#### Data provided

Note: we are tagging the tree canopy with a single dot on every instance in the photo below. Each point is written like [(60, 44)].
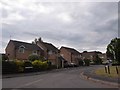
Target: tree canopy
[(113, 50)]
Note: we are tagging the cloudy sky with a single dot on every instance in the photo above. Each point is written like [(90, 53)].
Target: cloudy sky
[(81, 25)]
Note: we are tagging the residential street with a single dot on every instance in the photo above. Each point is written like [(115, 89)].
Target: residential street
[(69, 78)]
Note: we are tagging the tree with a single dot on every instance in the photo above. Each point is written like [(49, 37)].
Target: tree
[(97, 60), (113, 50), (87, 62), (4, 57), (35, 57)]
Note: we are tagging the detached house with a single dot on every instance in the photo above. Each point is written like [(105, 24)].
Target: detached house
[(70, 55), (90, 55), (51, 53), (21, 50)]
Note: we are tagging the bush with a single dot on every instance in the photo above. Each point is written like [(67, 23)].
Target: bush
[(4, 57), (81, 62), (19, 65), (33, 57), (28, 67), (87, 62), (9, 67), (98, 60), (44, 65)]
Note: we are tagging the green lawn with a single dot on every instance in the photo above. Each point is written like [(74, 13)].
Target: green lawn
[(113, 73)]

########

Output the line containing "Target: bush" and every line after it through the final line of the records above, exactly as written and nothing else.

# Completed task:
Target: bush
[(4, 57), (81, 62), (19, 65), (33, 57), (28, 67), (87, 62), (9, 67), (98, 60), (44, 65)]
Note: we are tagging the green lawn with a single dot on every instance in the photo above. Each point is written like [(74, 13)].
Target: green lawn
[(113, 73)]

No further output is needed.